++++ Quoted passage ++++

This guide shares some key insights and research into money and retirement, to help you look forward with confidence.

When investments earn negative returns, the timing and order (sequence) of these returns can be critical to the overall impact on your savings.

 

Negative returns near retirement could mean less money to live on than if you were to experience the same returns several years earlier, or later.

 

Why does sequencing risk matter in retirement?

 

Sequencing risk is greatest at, or near, retirement when your retirement savings tend to be at their highest value. A run of negative returns close to retirement, can be hard to recover from. There are two key reasons for this - time and withdrawals.

 

In retirement, you don’t have as much time to recover from falls in the share market. It can take six to ten years for share markets to recover from significant dips. If you’re withdrawing money in the form of account-based pension payments for example, it’s even harder for the value of your investments to recover. That’s because withdrawing money from investments that are performing poorly is usually more costly.

 

A real-world example of sequencing risk in retirement

 

The impact of sequencing risk means two investors can experience the same average share market returns over a 20-year period and yet one person can run out of money sooner than the other. This is all because of timing, as shown in this chart below.

++++ Material shown ++++

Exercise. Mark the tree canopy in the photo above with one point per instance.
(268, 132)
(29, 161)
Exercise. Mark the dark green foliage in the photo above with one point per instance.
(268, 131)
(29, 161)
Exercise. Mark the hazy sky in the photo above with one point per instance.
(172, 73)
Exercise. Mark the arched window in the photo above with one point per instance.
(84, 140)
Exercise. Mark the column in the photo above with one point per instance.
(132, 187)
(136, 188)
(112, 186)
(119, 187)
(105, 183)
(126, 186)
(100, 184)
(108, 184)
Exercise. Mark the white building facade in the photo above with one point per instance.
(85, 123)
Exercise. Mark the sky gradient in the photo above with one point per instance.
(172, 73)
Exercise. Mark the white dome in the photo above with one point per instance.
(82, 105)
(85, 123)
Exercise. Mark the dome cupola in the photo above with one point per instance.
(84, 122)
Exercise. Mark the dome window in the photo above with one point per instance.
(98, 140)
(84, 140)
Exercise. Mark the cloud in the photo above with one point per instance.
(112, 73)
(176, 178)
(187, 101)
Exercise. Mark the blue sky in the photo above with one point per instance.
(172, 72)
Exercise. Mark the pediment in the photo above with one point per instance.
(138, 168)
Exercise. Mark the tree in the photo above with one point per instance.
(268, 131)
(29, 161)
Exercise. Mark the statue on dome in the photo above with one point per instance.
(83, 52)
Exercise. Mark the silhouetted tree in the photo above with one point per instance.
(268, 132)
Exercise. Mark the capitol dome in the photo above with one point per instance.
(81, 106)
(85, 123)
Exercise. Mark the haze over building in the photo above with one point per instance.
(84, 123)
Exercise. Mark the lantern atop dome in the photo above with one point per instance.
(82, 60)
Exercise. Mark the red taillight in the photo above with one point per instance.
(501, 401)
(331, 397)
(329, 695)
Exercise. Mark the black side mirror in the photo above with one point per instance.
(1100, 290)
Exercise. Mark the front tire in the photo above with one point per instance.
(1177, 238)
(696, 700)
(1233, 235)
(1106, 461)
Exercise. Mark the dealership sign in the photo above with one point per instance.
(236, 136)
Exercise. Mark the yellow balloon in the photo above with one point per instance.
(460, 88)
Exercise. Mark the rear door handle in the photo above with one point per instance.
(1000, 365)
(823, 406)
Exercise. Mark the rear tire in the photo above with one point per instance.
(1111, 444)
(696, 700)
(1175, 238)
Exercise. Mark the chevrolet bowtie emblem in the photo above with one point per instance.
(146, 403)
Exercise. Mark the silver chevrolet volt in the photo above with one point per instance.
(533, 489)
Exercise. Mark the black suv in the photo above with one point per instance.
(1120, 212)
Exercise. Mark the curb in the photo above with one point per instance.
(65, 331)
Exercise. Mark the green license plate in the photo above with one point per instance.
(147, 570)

++++

Task to complete
Copy out the passage on sequencing risk in retirement word for word, from start to finish.

Response to the exercise
This guide shares some key insights and research into money and retirement, to help you look forward with confidence.

When investments earn negative returns, the timing and order (sequence) of these returns can be critical to the overall impact on your savings.

 

Negative returns near retirement could mean less money to live on than if you were to experience the same returns several years earlier, or later.

 

Why does sequencing risk matter in retirement?

 

Sequencing risk is greatest at, or near, retirement when your retirement savings tend to be at their highest value. A run of negative returns close to retirement, can be hard to recover from. There are two key reasons for this - time and withdrawals.

 

In retirement, you don’t have as much time to recover from falls in the share market. It can take six to ten years for share markets to recover from significant dips. If you’re withdrawing money in the form of account-based pension payments for example, it’s even harder for the value of your investments to recover. That’s because withdrawing money from investments that are performing poorly is usually more costly.

 

A real-world example of sequencing risk in retirement

 

The impact of sequencing risk means two investors can experience the same average share market returns over a 20-year period and yet one person can run out of money sooner than the other. This is all because of timing, as shown in this chart below.